## YOUR INSTRUCTIONS
Pull out every line of the data below that contains the word "rear". Match the case exactly.

## GIVEN ENTRIES
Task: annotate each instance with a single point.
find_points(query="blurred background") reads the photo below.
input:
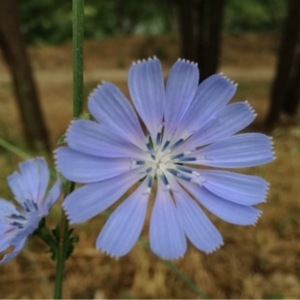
(256, 43)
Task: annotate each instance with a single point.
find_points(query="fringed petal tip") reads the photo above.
(108, 253)
(144, 60)
(228, 79)
(251, 108)
(171, 258)
(71, 222)
(217, 247)
(188, 62)
(256, 219)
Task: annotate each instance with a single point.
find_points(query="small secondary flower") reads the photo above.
(186, 130)
(29, 187)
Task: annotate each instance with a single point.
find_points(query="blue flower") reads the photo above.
(29, 188)
(185, 129)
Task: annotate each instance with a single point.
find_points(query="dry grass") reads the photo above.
(255, 262)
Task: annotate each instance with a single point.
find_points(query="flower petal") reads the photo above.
(109, 106)
(167, 237)
(90, 200)
(198, 228)
(18, 247)
(51, 198)
(238, 151)
(124, 226)
(31, 182)
(228, 121)
(238, 188)
(7, 234)
(226, 210)
(6, 208)
(85, 168)
(91, 138)
(212, 95)
(146, 86)
(181, 87)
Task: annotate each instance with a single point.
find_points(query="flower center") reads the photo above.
(23, 219)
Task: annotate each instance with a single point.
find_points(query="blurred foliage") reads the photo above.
(254, 15)
(50, 21)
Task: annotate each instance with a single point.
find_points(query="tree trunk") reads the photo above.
(290, 105)
(186, 28)
(286, 59)
(14, 53)
(200, 25)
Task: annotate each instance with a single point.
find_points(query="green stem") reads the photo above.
(62, 249)
(78, 13)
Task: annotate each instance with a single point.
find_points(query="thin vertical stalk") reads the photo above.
(78, 13)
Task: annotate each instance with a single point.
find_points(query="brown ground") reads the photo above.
(255, 262)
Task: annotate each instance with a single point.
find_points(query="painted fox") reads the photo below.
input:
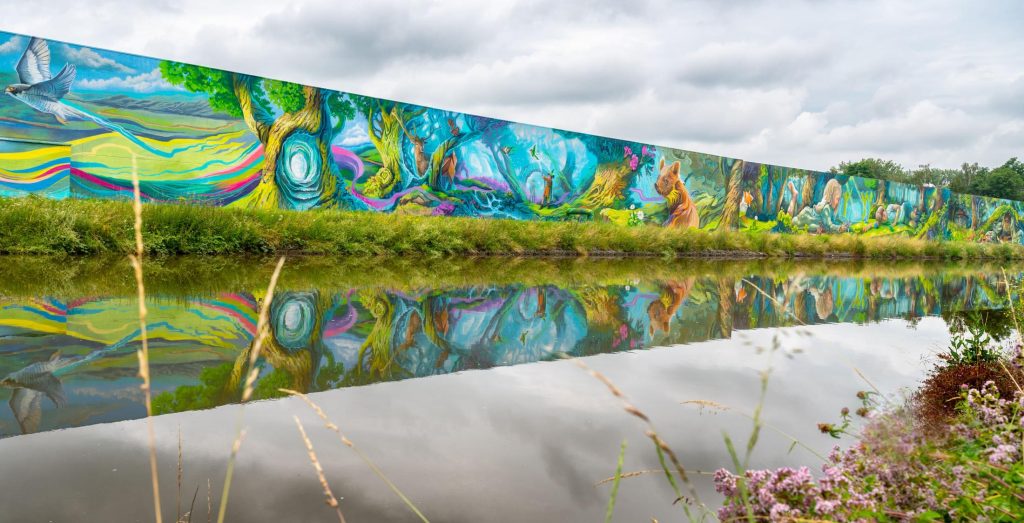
(682, 211)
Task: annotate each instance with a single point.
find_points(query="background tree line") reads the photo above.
(1005, 181)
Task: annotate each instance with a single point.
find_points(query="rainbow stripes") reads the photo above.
(34, 168)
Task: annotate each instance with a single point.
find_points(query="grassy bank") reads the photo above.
(70, 277)
(35, 225)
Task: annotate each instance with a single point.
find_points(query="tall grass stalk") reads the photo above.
(177, 511)
(614, 484)
(660, 446)
(257, 345)
(366, 459)
(329, 495)
(37, 225)
(143, 352)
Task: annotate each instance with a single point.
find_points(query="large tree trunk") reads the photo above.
(807, 194)
(297, 160)
(730, 213)
(880, 192)
(388, 144)
(974, 212)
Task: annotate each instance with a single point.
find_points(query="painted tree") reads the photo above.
(385, 121)
(298, 170)
(733, 193)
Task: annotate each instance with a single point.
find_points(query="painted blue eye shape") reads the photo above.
(299, 171)
(293, 319)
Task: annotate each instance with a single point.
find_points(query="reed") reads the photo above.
(662, 447)
(366, 459)
(143, 352)
(261, 333)
(328, 494)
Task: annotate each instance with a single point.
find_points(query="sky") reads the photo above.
(802, 83)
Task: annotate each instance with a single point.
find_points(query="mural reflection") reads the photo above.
(72, 361)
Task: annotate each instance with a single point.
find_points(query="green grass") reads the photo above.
(35, 225)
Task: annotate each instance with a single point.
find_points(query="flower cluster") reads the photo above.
(897, 472)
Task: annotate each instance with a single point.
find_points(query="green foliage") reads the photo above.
(208, 394)
(36, 225)
(341, 106)
(268, 386)
(286, 95)
(1006, 181)
(971, 344)
(215, 83)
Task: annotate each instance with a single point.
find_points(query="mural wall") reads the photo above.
(75, 120)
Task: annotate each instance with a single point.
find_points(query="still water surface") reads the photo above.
(523, 436)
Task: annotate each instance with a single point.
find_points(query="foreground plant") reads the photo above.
(897, 472)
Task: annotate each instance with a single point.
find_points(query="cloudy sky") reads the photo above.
(788, 82)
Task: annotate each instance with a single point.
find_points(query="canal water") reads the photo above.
(459, 379)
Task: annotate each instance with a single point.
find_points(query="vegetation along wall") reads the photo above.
(75, 120)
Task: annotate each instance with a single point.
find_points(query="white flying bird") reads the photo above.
(37, 88)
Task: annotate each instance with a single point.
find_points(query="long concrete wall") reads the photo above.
(75, 120)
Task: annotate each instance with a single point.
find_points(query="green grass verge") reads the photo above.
(35, 225)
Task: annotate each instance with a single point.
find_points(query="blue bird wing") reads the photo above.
(56, 87)
(26, 404)
(35, 63)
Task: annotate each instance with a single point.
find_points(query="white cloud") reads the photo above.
(11, 45)
(89, 58)
(793, 82)
(144, 82)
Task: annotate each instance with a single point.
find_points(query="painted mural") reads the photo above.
(213, 137)
(71, 361)
(76, 120)
(783, 200)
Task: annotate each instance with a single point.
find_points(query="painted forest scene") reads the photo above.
(211, 137)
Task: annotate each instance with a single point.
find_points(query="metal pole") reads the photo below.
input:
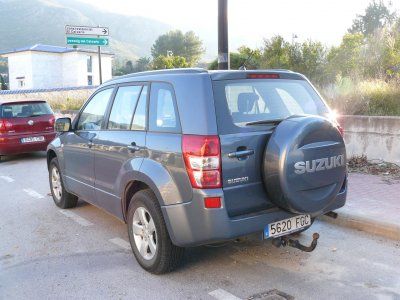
(99, 55)
(223, 51)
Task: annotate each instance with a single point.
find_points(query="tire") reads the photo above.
(158, 254)
(61, 197)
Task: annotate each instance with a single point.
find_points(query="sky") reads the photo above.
(250, 21)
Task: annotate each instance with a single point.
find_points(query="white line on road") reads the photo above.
(221, 294)
(122, 243)
(6, 178)
(33, 193)
(76, 218)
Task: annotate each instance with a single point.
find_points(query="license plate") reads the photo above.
(287, 226)
(32, 139)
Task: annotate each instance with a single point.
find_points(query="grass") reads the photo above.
(67, 104)
(366, 97)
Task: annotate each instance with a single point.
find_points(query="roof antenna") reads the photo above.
(243, 66)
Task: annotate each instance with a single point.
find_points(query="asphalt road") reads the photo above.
(83, 253)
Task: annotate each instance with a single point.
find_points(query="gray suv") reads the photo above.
(189, 157)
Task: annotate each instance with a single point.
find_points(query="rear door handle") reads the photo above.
(241, 154)
(133, 147)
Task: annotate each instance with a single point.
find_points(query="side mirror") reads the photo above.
(63, 125)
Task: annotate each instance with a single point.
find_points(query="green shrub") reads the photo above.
(368, 97)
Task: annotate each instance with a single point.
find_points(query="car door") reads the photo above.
(77, 146)
(120, 147)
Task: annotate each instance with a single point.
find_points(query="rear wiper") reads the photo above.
(265, 122)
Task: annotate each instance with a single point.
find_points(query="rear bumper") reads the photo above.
(11, 144)
(190, 224)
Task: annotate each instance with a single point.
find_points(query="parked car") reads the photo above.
(25, 126)
(191, 157)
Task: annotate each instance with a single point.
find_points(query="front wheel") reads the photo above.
(149, 236)
(61, 197)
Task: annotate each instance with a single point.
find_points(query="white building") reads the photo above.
(44, 66)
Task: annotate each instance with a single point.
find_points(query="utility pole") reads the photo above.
(223, 49)
(99, 55)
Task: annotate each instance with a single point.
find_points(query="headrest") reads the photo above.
(246, 102)
(7, 114)
(26, 110)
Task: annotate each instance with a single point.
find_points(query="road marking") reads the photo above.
(6, 178)
(121, 243)
(76, 218)
(33, 193)
(221, 294)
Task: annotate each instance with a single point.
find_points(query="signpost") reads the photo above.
(86, 30)
(98, 41)
(87, 41)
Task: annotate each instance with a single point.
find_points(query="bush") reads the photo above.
(366, 97)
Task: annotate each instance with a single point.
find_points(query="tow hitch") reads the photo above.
(286, 241)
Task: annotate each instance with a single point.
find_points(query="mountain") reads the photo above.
(29, 22)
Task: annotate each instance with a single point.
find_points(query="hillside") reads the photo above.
(25, 23)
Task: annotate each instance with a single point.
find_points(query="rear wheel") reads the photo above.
(149, 236)
(61, 197)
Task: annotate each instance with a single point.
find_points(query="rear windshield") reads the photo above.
(25, 110)
(240, 102)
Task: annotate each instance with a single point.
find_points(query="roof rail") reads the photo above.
(156, 72)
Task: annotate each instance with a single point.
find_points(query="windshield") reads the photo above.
(240, 102)
(25, 110)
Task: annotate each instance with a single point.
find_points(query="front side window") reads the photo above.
(92, 115)
(163, 111)
(123, 107)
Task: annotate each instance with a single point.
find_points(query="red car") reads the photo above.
(25, 126)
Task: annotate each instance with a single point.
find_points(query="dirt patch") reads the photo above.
(361, 164)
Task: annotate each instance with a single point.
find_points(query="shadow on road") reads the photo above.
(14, 159)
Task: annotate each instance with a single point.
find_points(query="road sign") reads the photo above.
(86, 30)
(87, 41)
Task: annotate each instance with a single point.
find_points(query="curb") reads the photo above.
(353, 221)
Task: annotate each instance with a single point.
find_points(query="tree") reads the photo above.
(377, 16)
(346, 59)
(245, 57)
(142, 64)
(186, 45)
(276, 53)
(3, 85)
(169, 62)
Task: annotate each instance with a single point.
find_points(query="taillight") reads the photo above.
(5, 126)
(341, 129)
(333, 116)
(52, 120)
(202, 155)
(263, 76)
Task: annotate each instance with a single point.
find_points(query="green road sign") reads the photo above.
(87, 41)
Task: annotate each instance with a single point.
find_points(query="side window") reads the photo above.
(139, 119)
(93, 114)
(163, 111)
(123, 107)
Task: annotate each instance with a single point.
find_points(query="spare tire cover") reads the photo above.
(304, 164)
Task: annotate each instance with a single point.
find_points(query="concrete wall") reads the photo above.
(43, 70)
(20, 65)
(46, 69)
(376, 137)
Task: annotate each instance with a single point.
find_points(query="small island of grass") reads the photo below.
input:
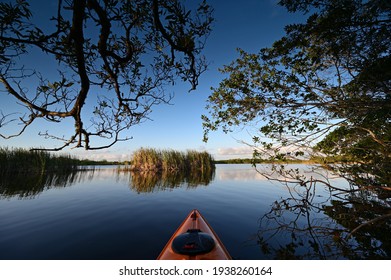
(149, 159)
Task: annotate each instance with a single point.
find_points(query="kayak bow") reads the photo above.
(194, 240)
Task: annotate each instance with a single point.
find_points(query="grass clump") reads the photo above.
(22, 161)
(148, 159)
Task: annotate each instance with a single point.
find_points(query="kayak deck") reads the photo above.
(194, 240)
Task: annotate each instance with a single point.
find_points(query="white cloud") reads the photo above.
(243, 151)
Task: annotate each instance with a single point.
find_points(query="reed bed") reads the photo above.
(21, 161)
(148, 159)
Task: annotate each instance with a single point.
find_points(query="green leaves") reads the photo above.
(328, 76)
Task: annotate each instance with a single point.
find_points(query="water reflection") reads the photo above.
(29, 185)
(146, 182)
(306, 225)
(32, 184)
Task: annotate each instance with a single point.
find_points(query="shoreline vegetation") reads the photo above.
(19, 160)
(149, 159)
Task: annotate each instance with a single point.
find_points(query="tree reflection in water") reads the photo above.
(349, 224)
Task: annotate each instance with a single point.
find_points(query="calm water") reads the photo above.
(103, 214)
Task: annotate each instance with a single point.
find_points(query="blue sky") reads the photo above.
(248, 24)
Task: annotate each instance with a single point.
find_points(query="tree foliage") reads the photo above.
(119, 55)
(325, 83)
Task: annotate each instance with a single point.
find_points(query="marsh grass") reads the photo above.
(23, 161)
(148, 159)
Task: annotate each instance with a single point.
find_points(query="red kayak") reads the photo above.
(194, 240)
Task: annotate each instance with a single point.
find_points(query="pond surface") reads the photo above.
(107, 214)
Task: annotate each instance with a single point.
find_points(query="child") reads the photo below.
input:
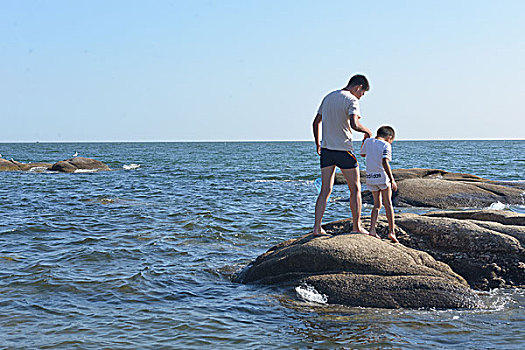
(379, 178)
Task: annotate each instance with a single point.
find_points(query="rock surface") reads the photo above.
(441, 189)
(483, 246)
(12, 165)
(359, 270)
(78, 163)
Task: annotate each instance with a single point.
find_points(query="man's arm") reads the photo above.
(315, 125)
(386, 166)
(357, 126)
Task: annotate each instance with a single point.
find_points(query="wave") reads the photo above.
(86, 170)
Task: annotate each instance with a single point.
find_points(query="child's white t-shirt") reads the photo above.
(375, 150)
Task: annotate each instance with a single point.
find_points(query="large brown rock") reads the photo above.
(359, 270)
(78, 163)
(441, 189)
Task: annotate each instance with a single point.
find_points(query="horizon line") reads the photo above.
(211, 141)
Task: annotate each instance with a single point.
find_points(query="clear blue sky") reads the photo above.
(257, 70)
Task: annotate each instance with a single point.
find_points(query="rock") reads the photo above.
(359, 270)
(441, 189)
(12, 165)
(485, 247)
(78, 163)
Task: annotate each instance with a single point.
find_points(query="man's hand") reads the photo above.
(394, 186)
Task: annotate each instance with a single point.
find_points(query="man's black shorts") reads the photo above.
(341, 159)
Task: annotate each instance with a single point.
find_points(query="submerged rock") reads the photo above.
(441, 189)
(359, 270)
(78, 163)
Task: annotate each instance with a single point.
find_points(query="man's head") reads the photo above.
(387, 133)
(358, 85)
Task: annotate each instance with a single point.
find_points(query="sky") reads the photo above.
(90, 70)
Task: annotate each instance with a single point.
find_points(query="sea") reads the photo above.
(141, 257)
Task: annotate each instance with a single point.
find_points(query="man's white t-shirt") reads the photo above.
(336, 109)
(375, 150)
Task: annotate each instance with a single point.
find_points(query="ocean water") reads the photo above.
(141, 257)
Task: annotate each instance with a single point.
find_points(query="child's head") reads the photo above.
(387, 133)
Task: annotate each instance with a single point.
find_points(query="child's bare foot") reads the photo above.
(321, 232)
(392, 237)
(373, 233)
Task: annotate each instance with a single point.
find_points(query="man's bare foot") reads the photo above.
(321, 232)
(361, 230)
(373, 233)
(392, 237)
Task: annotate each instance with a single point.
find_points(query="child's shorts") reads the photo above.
(378, 187)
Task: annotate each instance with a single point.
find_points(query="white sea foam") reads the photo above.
(497, 206)
(131, 166)
(308, 293)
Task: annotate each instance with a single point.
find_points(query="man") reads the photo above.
(339, 113)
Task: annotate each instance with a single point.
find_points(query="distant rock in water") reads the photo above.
(12, 165)
(441, 189)
(360, 270)
(78, 163)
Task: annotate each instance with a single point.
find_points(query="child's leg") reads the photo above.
(375, 213)
(389, 209)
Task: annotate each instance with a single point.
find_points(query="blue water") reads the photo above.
(142, 258)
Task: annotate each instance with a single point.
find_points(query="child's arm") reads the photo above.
(386, 166)
(363, 151)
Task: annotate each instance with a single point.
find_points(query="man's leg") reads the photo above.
(327, 179)
(352, 179)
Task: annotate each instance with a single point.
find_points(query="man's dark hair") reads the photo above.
(386, 131)
(359, 79)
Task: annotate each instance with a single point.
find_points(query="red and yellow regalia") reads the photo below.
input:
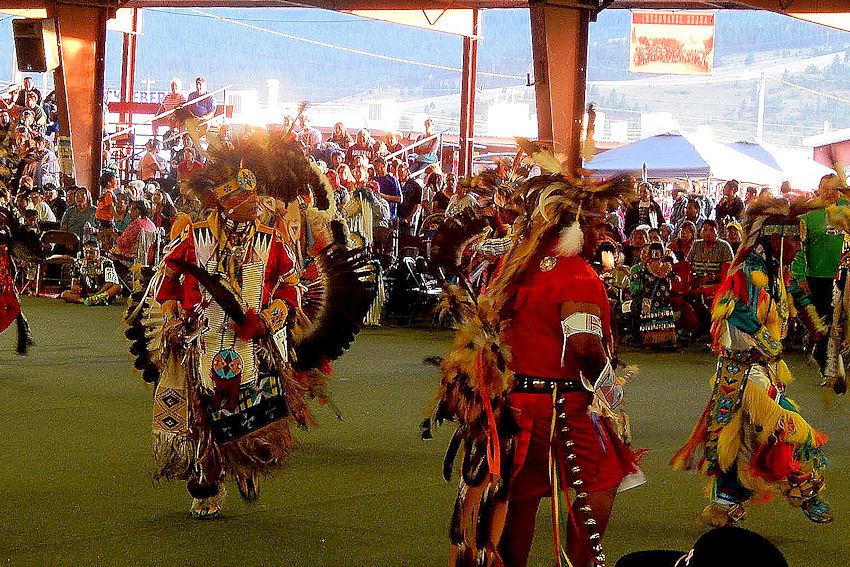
(531, 381)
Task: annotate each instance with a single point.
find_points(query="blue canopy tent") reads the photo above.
(666, 156)
(800, 171)
(674, 155)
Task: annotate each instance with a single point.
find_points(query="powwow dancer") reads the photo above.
(531, 381)
(16, 241)
(751, 439)
(222, 331)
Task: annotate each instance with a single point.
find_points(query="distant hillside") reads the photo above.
(188, 43)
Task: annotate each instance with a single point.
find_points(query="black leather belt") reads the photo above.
(536, 385)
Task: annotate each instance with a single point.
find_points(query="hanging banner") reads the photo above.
(678, 43)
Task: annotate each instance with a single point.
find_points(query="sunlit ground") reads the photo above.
(365, 491)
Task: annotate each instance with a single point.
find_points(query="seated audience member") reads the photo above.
(126, 250)
(188, 165)
(707, 257)
(45, 213)
(461, 199)
(341, 138)
(171, 101)
(187, 203)
(693, 213)
(341, 194)
(123, 218)
(363, 147)
(79, 219)
(56, 199)
(425, 154)
(726, 547)
(389, 187)
(441, 198)
(632, 249)
(309, 136)
(734, 234)
(200, 110)
(682, 244)
(152, 166)
(94, 280)
(730, 207)
(411, 202)
(644, 210)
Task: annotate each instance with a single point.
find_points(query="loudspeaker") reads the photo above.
(35, 45)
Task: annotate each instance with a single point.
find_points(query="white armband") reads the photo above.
(579, 323)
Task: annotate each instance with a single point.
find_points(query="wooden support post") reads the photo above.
(466, 138)
(79, 82)
(559, 50)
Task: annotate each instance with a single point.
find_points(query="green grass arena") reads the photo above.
(364, 491)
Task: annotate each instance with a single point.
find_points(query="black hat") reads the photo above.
(730, 547)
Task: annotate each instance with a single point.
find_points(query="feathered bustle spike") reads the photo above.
(24, 336)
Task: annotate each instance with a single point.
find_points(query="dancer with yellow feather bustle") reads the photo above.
(531, 381)
(751, 439)
(235, 351)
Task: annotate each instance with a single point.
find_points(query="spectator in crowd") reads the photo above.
(632, 249)
(27, 88)
(650, 285)
(39, 117)
(816, 264)
(309, 136)
(411, 201)
(680, 201)
(392, 139)
(122, 213)
(201, 109)
(426, 152)
(341, 194)
(56, 200)
(643, 210)
(186, 203)
(363, 147)
(105, 211)
(94, 280)
(173, 100)
(389, 187)
(223, 138)
(188, 165)
(693, 212)
(48, 165)
(126, 250)
(162, 211)
(730, 207)
(79, 219)
(708, 255)
(152, 166)
(734, 234)
(461, 199)
(346, 177)
(751, 196)
(341, 137)
(682, 244)
(43, 211)
(440, 201)
(7, 128)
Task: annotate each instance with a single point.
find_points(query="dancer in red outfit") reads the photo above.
(531, 381)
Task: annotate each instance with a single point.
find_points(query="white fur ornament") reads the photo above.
(570, 241)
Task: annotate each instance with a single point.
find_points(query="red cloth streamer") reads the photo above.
(252, 328)
(494, 458)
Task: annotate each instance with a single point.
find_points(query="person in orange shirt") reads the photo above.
(105, 213)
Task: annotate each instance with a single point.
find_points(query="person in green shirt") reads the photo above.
(816, 264)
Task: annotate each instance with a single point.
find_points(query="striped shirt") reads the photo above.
(706, 259)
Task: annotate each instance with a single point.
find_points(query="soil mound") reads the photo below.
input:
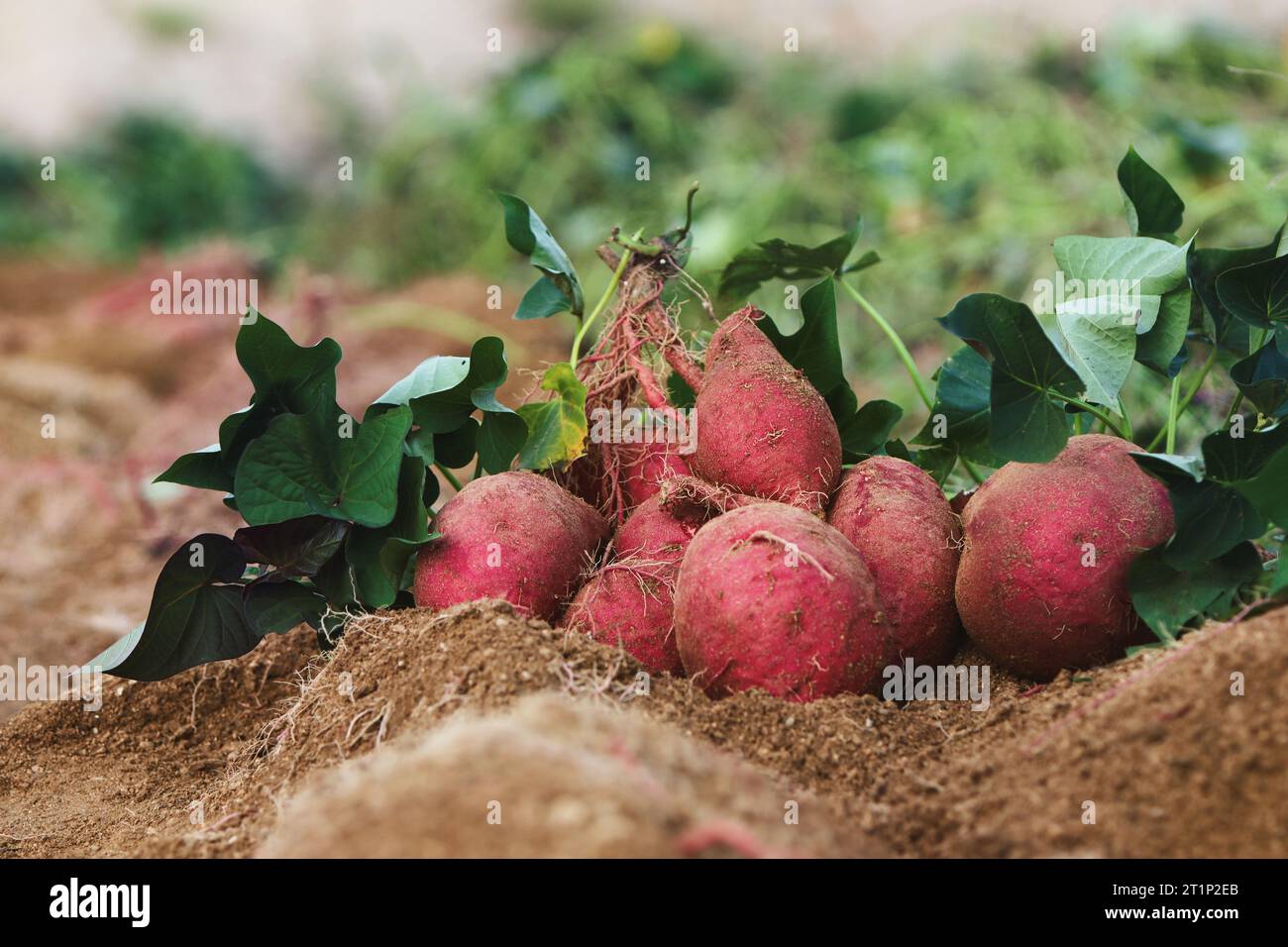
(1173, 751)
(553, 777)
(75, 783)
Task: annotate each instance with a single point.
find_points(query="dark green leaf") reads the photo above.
(1256, 294)
(814, 348)
(529, 236)
(1206, 265)
(1153, 208)
(202, 470)
(295, 548)
(1262, 377)
(303, 464)
(1168, 598)
(1026, 368)
(866, 432)
(962, 402)
(275, 607)
(196, 615)
(557, 428)
(542, 299)
(500, 440)
(378, 558)
(778, 260)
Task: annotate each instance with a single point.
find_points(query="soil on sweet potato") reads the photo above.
(1177, 751)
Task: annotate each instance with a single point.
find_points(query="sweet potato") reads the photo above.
(763, 429)
(1042, 581)
(514, 536)
(771, 596)
(630, 602)
(910, 539)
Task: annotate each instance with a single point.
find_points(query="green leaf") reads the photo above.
(1209, 264)
(962, 401)
(287, 379)
(1117, 289)
(1256, 294)
(1162, 347)
(500, 440)
(1153, 208)
(433, 375)
(1228, 496)
(1026, 368)
(542, 299)
(778, 260)
(1262, 377)
(304, 464)
(196, 615)
(557, 428)
(202, 470)
(1168, 598)
(275, 607)
(529, 236)
(295, 548)
(867, 431)
(1102, 263)
(378, 558)
(815, 347)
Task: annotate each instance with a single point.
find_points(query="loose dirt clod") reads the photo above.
(1177, 755)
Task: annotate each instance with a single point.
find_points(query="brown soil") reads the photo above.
(352, 758)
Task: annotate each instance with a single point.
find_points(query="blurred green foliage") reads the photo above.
(784, 146)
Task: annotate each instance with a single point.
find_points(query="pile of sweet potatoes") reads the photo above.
(759, 562)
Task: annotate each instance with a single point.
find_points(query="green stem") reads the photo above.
(1091, 410)
(449, 475)
(901, 350)
(971, 471)
(1188, 398)
(1234, 410)
(599, 307)
(1171, 414)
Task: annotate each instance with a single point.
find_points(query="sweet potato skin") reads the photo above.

## TASK RESULT
find_points(query="rear door handle") reads the photo above.
find_points(query="rear wiper") reads the photo above.
find_points(query="rear bumper") reads the photo above.
find_points(query="rear wheel") reads the photo above.
find_points(query="rear windshield") reads the photo above.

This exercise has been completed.